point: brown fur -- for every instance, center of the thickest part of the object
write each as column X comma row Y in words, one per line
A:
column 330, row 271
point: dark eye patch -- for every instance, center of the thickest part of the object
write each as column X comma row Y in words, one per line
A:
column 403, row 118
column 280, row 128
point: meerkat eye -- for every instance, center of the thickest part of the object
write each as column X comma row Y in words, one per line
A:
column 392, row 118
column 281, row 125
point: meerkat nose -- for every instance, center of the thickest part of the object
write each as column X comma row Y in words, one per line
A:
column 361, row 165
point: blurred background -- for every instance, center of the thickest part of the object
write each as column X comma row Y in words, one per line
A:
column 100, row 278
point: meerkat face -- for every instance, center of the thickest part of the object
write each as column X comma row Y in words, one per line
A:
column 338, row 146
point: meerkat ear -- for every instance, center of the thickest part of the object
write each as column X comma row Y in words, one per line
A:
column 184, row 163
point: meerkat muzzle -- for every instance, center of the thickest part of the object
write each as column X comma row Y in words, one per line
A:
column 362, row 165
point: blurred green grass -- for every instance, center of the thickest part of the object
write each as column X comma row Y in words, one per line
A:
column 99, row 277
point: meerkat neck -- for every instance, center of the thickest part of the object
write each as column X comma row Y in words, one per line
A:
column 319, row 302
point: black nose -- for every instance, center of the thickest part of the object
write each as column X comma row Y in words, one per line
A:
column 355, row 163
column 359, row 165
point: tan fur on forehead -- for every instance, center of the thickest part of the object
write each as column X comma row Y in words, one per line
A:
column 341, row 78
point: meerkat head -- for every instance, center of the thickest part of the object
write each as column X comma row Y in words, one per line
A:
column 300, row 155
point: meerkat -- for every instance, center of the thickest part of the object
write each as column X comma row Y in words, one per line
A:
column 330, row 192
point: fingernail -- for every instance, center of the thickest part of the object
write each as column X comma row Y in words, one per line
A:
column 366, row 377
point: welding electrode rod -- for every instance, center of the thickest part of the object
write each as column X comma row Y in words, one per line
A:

# [EXERCISE AIM]
Retype the whole of the material word for word.

# [SOLUTION TO THE EXERCISE]
point: brown fur -- for every instance, center of the thickest part of the object
write each as column X comma row Y in words, one per line
A:
column 330, row 271
point: dark eye patch -- for every instance, center of the thickest part of the object
write each as column X comma row Y in words, one per line
A:
column 403, row 118
column 280, row 128
point: meerkat eye -- for every instance, center of the thickest part of the object
write each as column X comma row Y in words, one per line
A:
column 392, row 118
column 281, row 125
point: meerkat nose -- for every instance, center of the thickest part of the object
write each as column X comma row Y in words, one per line
A:
column 361, row 165
point: blurred background -- for every instance, center of the thickest part of the object
write each as column X comma row Y in words, one per line
A:
column 100, row 278
point: meerkat face -- for every instance, center of the thickest part of the object
write each as column X comma row Y in words, one per line
A:
column 338, row 146
point: meerkat ear -- for every instance, center of the thickest part of the object
write each as column X comma row Y in words, one per line
A:
column 184, row 163
point: meerkat muzzle -- for every instance, center of the thickest part of the object
write each as column X comma row Y in words, one per line
A:
column 362, row 165
point: blurred green grass -- for every instance, center of the thickest part of the object
write each as column X comma row Y in words, one per line
A:
column 99, row 277
point: meerkat neck -- for every instance, center of the thickest part of the object
write each as column X comma row Y in words, one per line
A:
column 319, row 302
point: black nose -- for every instance, center of the thickest part of the object
write each as column X comma row Y in words, one per line
A:
column 355, row 163
column 359, row 165
point: tan fur on forehead -- for every instance, center of the thickest part of the object
write each as column X comma row Y in words, one per line
A:
column 341, row 78
point: meerkat head -- for every instance, center of the thickest part of the object
write each as column X comma row Y in words, one per line
A:
column 300, row 155
point: meerkat -- for every instance, center of the thickest part of the object
write each as column X comma row Y in words, one per line
A:
column 330, row 192
point: fingernail -- for every instance, center of the thickest part of the object
write each as column X comma row Y in words, one per line
A:
column 366, row 377
point: welding electrode rod -- for every instance, center of the thickest part of the object
write each as column X comma row Y in words, one per line
A:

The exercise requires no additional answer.